>> Begin

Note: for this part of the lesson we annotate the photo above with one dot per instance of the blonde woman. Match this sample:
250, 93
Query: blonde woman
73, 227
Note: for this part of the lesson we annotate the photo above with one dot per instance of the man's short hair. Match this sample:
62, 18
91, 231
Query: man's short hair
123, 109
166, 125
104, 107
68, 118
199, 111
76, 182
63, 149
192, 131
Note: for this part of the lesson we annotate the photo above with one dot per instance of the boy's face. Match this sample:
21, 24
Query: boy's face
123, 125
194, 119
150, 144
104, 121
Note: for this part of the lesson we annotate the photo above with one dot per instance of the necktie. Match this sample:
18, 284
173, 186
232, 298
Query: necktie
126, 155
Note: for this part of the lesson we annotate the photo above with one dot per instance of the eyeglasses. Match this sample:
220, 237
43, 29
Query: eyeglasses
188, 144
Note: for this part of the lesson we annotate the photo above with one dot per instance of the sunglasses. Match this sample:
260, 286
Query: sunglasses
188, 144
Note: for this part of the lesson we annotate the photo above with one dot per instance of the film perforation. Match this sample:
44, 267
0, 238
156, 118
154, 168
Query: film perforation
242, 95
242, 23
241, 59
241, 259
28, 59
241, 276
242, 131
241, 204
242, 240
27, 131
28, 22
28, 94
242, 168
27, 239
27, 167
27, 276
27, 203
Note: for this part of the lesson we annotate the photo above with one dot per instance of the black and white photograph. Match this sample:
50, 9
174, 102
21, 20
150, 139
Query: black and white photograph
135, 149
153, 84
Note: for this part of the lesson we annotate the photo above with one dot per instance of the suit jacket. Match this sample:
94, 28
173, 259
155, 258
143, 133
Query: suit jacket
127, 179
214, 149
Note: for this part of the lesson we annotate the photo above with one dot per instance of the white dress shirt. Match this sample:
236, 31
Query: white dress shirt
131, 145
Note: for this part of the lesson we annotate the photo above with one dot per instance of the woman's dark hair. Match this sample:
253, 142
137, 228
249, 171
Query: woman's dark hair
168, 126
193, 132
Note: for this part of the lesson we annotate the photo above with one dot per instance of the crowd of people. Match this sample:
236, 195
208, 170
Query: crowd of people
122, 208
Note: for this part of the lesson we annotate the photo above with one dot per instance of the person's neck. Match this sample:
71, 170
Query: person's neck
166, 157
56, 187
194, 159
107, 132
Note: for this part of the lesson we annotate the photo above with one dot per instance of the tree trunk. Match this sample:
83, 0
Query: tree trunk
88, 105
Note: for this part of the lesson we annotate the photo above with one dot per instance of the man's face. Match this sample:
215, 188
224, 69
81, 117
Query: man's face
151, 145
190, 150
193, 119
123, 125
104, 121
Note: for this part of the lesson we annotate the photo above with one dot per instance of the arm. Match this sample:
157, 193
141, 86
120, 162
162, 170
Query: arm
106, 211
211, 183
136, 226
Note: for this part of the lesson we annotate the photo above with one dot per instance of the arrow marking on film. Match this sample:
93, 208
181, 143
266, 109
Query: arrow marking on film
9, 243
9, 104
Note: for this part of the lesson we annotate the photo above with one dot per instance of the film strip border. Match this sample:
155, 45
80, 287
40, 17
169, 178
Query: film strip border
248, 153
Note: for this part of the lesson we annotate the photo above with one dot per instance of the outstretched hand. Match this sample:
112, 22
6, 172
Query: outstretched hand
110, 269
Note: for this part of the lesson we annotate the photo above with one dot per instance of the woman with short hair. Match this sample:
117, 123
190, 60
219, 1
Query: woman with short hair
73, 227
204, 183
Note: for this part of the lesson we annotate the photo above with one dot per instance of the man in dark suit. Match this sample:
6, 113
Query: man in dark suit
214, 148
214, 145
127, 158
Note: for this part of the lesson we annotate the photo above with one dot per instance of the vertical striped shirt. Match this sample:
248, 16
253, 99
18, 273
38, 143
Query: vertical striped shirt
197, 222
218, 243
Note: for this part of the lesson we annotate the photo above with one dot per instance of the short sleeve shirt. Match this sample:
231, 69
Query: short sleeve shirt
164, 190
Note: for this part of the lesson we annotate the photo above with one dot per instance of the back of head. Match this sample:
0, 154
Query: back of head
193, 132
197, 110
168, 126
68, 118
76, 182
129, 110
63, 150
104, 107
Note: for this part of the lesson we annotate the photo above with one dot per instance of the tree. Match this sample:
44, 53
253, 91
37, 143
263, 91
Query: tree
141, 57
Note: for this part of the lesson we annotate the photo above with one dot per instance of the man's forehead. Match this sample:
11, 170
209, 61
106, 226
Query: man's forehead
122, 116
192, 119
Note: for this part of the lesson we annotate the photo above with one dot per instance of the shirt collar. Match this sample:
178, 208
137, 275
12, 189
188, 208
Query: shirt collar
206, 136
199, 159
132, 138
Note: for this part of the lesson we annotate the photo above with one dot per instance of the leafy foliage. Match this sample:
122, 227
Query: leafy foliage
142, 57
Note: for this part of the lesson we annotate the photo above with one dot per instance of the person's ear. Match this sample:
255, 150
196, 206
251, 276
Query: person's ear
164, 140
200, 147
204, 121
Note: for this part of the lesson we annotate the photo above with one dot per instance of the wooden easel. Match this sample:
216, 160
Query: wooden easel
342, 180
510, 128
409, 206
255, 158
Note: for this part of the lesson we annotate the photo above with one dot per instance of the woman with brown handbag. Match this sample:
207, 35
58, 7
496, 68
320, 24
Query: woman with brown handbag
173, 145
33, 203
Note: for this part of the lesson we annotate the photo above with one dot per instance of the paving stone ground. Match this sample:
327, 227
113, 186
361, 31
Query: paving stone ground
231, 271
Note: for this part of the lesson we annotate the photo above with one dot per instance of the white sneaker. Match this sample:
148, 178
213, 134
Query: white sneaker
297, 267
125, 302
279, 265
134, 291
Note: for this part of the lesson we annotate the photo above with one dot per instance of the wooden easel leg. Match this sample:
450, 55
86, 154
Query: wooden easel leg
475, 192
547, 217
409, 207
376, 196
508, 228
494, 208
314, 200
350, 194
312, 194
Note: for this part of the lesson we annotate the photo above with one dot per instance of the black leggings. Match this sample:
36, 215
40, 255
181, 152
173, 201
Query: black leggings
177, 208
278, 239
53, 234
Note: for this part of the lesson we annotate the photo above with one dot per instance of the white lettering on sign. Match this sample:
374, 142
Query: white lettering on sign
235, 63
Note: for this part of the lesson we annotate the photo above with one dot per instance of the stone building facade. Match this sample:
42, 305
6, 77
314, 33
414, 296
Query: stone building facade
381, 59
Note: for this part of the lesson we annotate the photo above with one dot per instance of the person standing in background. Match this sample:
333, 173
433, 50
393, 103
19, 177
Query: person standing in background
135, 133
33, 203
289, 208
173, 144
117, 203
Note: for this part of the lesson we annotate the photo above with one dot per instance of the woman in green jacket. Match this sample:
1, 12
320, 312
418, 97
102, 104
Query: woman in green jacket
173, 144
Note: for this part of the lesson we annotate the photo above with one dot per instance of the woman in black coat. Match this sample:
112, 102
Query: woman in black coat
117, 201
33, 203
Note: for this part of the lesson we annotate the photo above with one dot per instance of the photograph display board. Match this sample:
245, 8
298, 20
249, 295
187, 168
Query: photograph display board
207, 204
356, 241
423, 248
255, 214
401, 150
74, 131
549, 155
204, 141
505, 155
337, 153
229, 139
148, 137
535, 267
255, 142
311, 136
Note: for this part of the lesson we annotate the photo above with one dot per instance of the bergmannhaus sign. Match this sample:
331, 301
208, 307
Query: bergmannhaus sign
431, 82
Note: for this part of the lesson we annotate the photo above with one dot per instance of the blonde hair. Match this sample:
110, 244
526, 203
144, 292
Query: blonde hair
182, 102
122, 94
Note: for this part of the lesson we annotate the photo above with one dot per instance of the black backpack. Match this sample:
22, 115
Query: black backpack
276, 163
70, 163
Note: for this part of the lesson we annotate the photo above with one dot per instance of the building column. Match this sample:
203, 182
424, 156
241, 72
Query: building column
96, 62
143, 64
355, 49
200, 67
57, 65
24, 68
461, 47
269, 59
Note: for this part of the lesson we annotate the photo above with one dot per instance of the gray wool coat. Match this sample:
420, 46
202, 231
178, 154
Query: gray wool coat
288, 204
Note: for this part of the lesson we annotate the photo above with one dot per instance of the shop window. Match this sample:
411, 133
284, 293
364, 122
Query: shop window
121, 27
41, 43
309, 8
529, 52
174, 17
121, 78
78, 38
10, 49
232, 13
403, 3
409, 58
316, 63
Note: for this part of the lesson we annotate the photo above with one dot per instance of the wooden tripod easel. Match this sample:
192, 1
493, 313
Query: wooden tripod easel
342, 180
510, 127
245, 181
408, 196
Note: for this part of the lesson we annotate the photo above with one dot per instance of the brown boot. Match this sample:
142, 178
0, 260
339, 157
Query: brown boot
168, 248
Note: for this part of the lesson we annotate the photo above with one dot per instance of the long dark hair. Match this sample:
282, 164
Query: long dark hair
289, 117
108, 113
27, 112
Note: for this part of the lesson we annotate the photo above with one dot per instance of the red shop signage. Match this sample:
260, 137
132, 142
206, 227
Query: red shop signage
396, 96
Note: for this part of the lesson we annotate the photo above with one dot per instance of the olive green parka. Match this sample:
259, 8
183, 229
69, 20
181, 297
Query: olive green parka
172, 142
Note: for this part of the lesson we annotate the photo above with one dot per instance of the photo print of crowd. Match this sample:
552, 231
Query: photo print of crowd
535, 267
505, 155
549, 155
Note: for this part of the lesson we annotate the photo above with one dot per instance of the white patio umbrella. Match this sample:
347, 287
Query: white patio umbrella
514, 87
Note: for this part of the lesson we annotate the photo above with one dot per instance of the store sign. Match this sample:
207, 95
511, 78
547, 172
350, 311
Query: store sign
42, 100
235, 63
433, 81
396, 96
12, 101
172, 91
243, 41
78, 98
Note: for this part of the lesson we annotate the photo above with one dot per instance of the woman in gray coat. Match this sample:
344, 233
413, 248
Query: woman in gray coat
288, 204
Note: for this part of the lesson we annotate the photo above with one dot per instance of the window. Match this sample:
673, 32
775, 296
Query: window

>> End

Rescale the lines from the one containing "of the store" through the end of the lines, both included, and reproduce every one of them, requests included. Multiply each answer coordinate by 0.35 and round it to a whole number, with halves rounded up; leave the requests and their sample numbers unchanged.

Note: for this part of the lesson we annotate the photo above with one dot per instance of the store sign. Match this sample:
207, 95
511, 78
547, 172
350, 311
Query: store sign
15, 35
82, 22
152, 28
139, 34
4, 35
60, 32
85, 14
27, 34
Note: for this part of the lesson we annotate the photo above with one dot per instance of the woman in gray coat. Match this sample:
344, 233
413, 248
Query: woman in gray coat
101, 71
Note: for this part of the lesson we annotate the photo above with one dot per instance of the window. Match this sample:
673, 32
775, 296
Query: window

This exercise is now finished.